(DOCUMENT PASSAGE):
= Beginning of Section =
1902 Encyclopedia > Schools of Painting > French School of Painting

Schools of Painting
(Part 13)




French School of Painting

French art, like that of Spain, was almost wholly under Italian influence during the 15th and 16th centuries.

Nicolas Poussin, in the 17th century, was the first to develop a native style, though he was much influenced by Titian. His best works are bacchanalian scenes, of which one of the finest is in the National Gallery (see fig. 38). When at his best his flesh painting resembles that of Titian, but it is frequently marred by unpleasant hot coloring.

Bacchanalian Scene, by Nicolas Poussin

Fig. 38 -- Bacchanalian Scene, by Nicolas Poussin. (National Gallery.)


Claude Lorrain is remarkable for his beautiful and imaginative landscape,-- often wanting in a real study of nature (see fig. 39). His finest works are in England (see p. 445).

Landscape, by Claude Lorrain

Fig. 39 -- Landscape, by Claude Lorrain. (National Gallery.)
= End of Section =
(WHAT TO DO):
[a] In the encyclopedia passage on the French school of painting, where are Claude Lorrain's finest works said to be?
[b] Extend the encyclopedia passage on the French school of painting, starting after its last line.
The records come from a separate source, unrelated to the encyclopedia passage on French painting.

Photo-based referring expression data:
= Beginning of Section =
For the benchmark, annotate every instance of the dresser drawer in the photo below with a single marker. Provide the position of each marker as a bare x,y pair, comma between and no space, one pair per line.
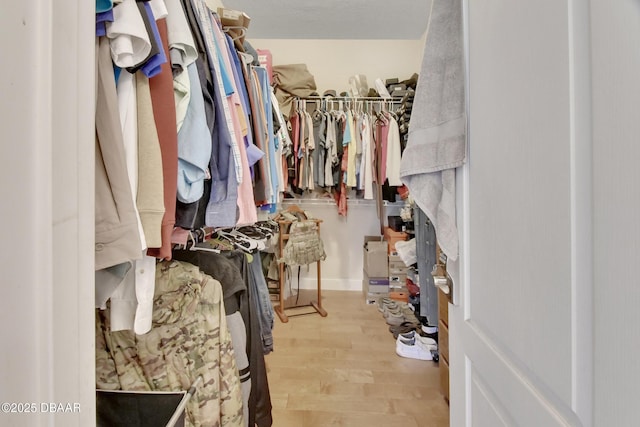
444,378
443,340
443,307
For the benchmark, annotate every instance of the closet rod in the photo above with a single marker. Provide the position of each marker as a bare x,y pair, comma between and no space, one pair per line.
348,98
351,202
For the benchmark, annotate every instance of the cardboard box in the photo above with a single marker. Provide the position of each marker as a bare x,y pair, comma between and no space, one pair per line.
397,265
375,263
392,237
399,295
398,281
394,258
375,285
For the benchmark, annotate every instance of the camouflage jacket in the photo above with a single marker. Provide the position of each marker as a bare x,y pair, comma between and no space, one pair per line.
189,338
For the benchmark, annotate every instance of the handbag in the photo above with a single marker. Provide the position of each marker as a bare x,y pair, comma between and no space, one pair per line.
304,245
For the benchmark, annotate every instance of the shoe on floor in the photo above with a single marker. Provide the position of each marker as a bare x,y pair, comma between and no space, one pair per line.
413,335
412,350
402,328
394,319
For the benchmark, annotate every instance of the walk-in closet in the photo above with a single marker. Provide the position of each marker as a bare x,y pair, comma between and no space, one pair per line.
238,201
240,213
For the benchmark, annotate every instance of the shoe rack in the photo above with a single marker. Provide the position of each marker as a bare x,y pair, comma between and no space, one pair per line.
443,283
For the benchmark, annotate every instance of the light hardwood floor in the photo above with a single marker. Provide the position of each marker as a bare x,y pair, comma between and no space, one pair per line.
342,370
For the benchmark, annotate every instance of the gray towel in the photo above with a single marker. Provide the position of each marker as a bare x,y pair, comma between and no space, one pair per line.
437,130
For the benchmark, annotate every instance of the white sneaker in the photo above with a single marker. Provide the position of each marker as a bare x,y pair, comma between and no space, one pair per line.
413,335
413,350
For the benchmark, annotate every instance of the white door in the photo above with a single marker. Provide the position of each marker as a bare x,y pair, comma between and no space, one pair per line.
521,327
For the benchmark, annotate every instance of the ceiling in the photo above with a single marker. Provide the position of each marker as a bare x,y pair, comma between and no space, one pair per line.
335,19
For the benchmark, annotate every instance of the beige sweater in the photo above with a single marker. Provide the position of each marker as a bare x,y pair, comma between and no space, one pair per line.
150,200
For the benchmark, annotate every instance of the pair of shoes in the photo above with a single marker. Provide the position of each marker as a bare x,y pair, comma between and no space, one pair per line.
413,335
386,303
402,328
414,349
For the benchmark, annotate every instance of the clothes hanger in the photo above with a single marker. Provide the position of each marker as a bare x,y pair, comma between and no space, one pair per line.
243,31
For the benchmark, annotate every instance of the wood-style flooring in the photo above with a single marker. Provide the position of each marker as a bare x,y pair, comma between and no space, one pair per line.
342,370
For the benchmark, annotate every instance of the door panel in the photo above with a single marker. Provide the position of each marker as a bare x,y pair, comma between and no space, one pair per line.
515,342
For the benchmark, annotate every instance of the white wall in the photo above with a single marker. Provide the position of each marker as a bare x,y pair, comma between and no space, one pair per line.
332,62
46,297
616,130
343,238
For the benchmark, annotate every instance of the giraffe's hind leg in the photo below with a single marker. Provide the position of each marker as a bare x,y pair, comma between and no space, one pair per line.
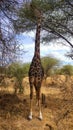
38,96
31,97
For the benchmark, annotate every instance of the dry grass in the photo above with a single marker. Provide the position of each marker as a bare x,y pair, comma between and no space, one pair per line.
57,109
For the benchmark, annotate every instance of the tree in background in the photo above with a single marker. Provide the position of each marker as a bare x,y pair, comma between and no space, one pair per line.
19,71
49,64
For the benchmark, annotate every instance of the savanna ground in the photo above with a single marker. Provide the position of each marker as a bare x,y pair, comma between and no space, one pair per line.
57,108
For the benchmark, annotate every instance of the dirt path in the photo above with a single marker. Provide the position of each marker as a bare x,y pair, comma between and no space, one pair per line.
57,112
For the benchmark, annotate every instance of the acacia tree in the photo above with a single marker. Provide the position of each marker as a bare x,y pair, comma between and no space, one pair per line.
57,19
9,48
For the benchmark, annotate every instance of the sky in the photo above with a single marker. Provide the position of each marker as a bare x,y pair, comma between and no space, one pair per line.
56,50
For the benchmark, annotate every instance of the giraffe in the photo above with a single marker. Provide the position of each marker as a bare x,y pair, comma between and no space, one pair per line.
36,71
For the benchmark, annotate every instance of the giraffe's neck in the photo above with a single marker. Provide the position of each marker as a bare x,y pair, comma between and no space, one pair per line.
37,38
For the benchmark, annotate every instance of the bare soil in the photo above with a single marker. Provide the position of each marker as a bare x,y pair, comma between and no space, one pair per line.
57,111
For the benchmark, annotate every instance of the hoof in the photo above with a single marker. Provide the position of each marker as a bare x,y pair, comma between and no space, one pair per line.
40,118
30,117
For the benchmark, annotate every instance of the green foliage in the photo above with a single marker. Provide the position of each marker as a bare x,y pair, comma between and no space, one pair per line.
49,64
19,71
67,70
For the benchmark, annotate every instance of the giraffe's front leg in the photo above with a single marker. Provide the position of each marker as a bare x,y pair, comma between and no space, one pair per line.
39,104
31,96
30,114
40,112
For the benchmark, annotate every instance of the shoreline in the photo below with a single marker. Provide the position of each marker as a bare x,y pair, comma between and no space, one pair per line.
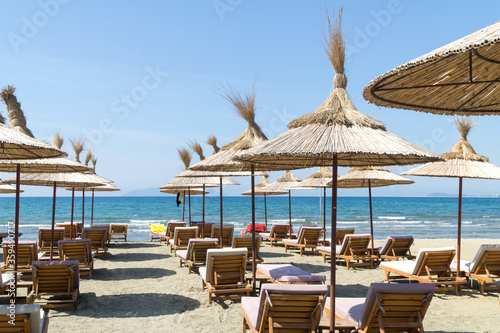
= End of Section =
(ANSWERS BELOW):
[a] In England.

[b]
Throughout the 18th century the French school was very prolific, but shared the mediocrity of the age, the corruption and artificiality of which impressed themselves strongly on the painting of the time. The most popular artists of that century were Watteau, Boucher, Greuze, Claude Vernet, Fragonard, and David, the reviver of the pseudo-classic style.

In the first half of the 19th century Prud'hon, Ingres, Horace Vernet, and Delaroche -- artists of only moderate merit -- were in great repute, and more deservedly the very brilliant landscape painter Rousseau. Millet, though, little valued during his lifetime, is now highly appreciated. Regnault, a very able painter, who while yet young was killed at the siege of Paris in 1871, belongs to the latest development of French art.

At present (1886) Paris possesses by far the most important school of art existing, and French painters on the whole are supreme in power of drawing and in technical skill. Unhappily these great merits are often counter-balanced by false sentimentalism or excessive realism, and especially by gross sensuality.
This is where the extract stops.